**Exercise goal**
Reproduce word for word, from the entries below, the line with "Would you point out the tree line", the line with "Would you point out the bush", and every line between them, and nothing more.
START Records for this exercise
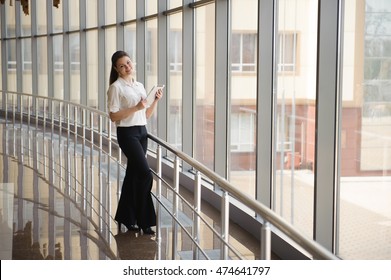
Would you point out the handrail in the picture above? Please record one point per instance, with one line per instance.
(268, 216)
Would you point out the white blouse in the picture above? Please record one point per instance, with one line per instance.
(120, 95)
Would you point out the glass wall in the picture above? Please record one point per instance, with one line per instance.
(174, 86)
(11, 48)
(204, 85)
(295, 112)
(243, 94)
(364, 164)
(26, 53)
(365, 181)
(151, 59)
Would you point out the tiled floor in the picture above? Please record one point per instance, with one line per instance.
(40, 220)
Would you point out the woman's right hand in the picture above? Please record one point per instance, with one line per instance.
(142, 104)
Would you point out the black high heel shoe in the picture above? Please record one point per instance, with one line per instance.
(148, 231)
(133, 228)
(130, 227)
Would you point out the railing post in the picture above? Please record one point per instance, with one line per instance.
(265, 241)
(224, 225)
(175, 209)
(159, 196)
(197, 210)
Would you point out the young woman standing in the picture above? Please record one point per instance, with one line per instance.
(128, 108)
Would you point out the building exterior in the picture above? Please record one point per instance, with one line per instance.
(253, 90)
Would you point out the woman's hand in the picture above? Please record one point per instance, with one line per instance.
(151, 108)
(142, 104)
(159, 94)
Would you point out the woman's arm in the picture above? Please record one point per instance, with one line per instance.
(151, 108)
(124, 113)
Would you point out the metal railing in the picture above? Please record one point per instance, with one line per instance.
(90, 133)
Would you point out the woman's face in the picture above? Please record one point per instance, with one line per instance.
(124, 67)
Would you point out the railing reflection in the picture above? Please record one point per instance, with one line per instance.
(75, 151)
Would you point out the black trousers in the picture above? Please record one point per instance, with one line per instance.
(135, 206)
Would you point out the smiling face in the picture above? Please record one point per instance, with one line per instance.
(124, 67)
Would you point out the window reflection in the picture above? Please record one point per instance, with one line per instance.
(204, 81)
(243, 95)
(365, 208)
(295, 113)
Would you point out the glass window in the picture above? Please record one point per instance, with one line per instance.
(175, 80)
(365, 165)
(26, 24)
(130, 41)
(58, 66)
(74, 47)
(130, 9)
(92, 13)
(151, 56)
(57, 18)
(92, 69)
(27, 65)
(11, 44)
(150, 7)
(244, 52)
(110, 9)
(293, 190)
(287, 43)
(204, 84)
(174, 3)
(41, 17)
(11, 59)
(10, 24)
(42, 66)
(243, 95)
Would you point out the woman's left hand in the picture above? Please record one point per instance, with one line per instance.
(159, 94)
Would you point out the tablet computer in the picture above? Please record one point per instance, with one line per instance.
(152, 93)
END Records for this exercise
START Records for this exercise
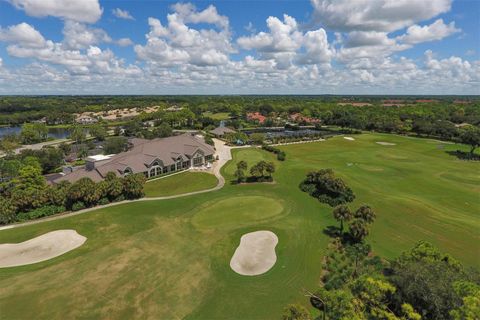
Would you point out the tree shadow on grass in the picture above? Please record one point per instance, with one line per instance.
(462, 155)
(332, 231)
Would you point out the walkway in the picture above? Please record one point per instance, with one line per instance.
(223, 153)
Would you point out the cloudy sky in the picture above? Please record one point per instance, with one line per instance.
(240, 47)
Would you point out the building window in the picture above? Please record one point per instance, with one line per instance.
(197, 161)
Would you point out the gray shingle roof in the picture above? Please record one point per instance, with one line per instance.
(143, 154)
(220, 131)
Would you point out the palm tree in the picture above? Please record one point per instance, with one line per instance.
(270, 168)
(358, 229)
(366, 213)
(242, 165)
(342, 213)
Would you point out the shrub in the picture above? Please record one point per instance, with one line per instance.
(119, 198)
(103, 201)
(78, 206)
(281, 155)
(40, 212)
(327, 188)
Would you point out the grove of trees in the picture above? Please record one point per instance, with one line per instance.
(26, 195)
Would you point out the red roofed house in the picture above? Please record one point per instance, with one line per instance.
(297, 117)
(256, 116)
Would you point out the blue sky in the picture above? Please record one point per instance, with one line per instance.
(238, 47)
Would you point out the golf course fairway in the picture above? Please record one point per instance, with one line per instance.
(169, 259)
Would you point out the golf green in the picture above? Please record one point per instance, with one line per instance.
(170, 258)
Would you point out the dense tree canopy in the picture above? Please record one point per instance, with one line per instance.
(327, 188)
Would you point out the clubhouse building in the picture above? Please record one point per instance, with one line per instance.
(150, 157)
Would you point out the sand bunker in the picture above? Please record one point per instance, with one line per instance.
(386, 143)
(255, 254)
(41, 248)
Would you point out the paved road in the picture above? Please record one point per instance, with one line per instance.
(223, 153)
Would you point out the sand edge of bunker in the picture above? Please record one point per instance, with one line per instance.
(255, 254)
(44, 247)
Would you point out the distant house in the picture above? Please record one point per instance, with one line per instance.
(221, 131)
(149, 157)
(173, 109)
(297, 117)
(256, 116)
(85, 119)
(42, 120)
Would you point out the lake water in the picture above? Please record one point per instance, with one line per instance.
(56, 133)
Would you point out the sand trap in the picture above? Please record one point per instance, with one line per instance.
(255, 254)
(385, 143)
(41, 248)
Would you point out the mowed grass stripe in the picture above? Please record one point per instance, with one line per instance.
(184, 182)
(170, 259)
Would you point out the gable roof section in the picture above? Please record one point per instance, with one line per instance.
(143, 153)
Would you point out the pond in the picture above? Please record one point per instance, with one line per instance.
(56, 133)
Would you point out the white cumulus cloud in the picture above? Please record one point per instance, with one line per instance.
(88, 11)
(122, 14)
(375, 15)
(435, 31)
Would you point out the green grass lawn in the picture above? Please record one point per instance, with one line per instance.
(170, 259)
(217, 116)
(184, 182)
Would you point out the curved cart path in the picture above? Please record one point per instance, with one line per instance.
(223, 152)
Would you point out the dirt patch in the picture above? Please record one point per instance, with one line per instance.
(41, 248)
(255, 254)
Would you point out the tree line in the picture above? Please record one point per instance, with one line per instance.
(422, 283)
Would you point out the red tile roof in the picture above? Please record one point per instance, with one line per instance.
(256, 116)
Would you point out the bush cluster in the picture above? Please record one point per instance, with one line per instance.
END Records for this exercise
START Records for this exercise
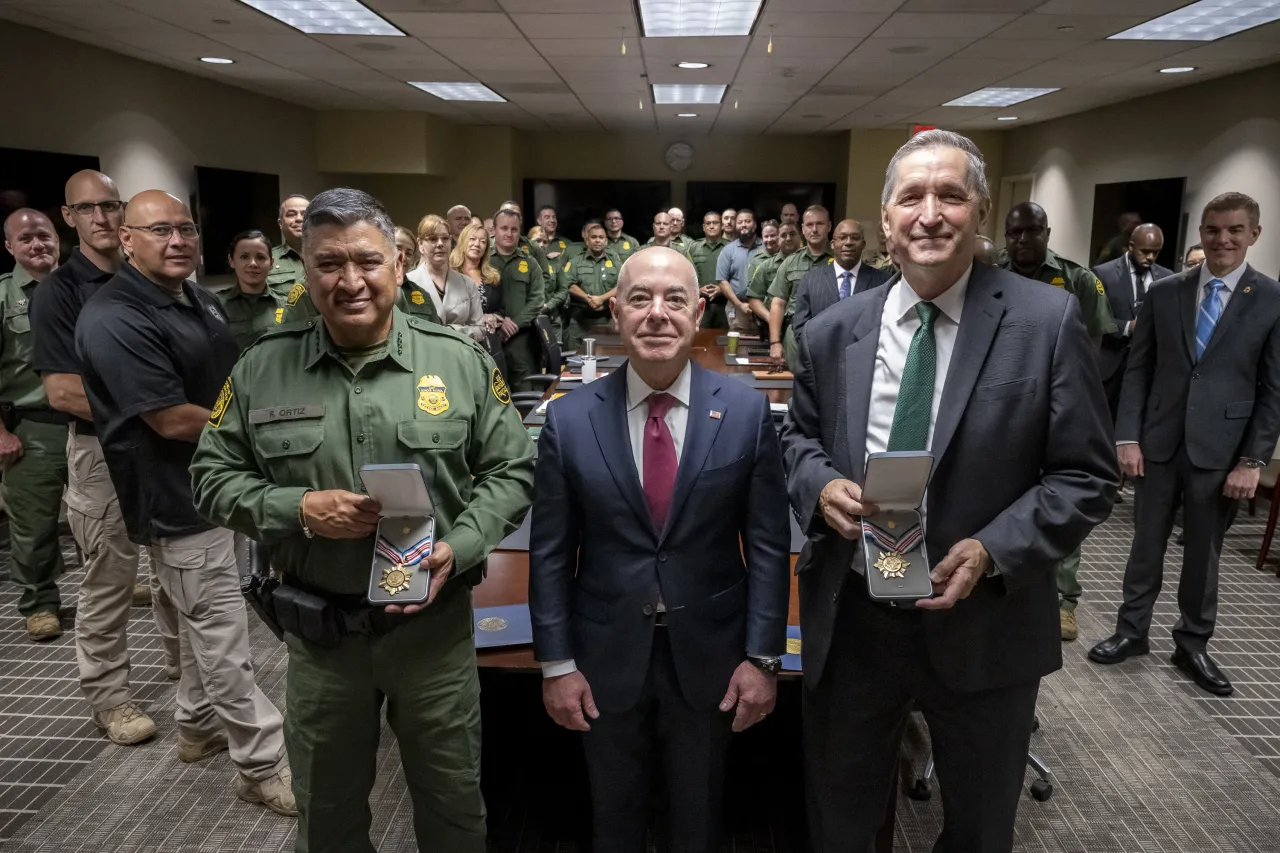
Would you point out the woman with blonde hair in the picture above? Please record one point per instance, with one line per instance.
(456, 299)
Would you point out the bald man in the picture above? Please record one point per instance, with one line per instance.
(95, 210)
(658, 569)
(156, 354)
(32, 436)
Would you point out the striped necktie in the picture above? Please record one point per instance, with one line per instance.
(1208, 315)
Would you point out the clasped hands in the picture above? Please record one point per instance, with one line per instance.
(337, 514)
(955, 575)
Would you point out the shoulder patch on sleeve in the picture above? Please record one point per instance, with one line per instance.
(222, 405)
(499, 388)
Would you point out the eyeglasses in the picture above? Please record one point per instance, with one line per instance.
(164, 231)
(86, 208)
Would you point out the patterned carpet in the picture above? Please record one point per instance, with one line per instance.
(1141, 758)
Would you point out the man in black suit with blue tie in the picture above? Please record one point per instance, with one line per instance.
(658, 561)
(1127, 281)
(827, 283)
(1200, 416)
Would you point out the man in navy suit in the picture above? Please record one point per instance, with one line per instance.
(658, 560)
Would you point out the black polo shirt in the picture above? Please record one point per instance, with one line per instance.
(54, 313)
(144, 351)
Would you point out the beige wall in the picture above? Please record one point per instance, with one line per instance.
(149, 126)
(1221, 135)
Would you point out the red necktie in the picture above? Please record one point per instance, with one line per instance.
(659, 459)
END Records for this exercise
**Solution below**
Would you point out the tree line in the picture above? Please record one point per instance, with one line per instance.
(422, 283)
Would you point out the red tile roof in the picture above? Please record one point per instance, with one line per instance.
(256, 116)
Would you point out the bush cluster in the picture above? Please record one point per instance, with one line per instance.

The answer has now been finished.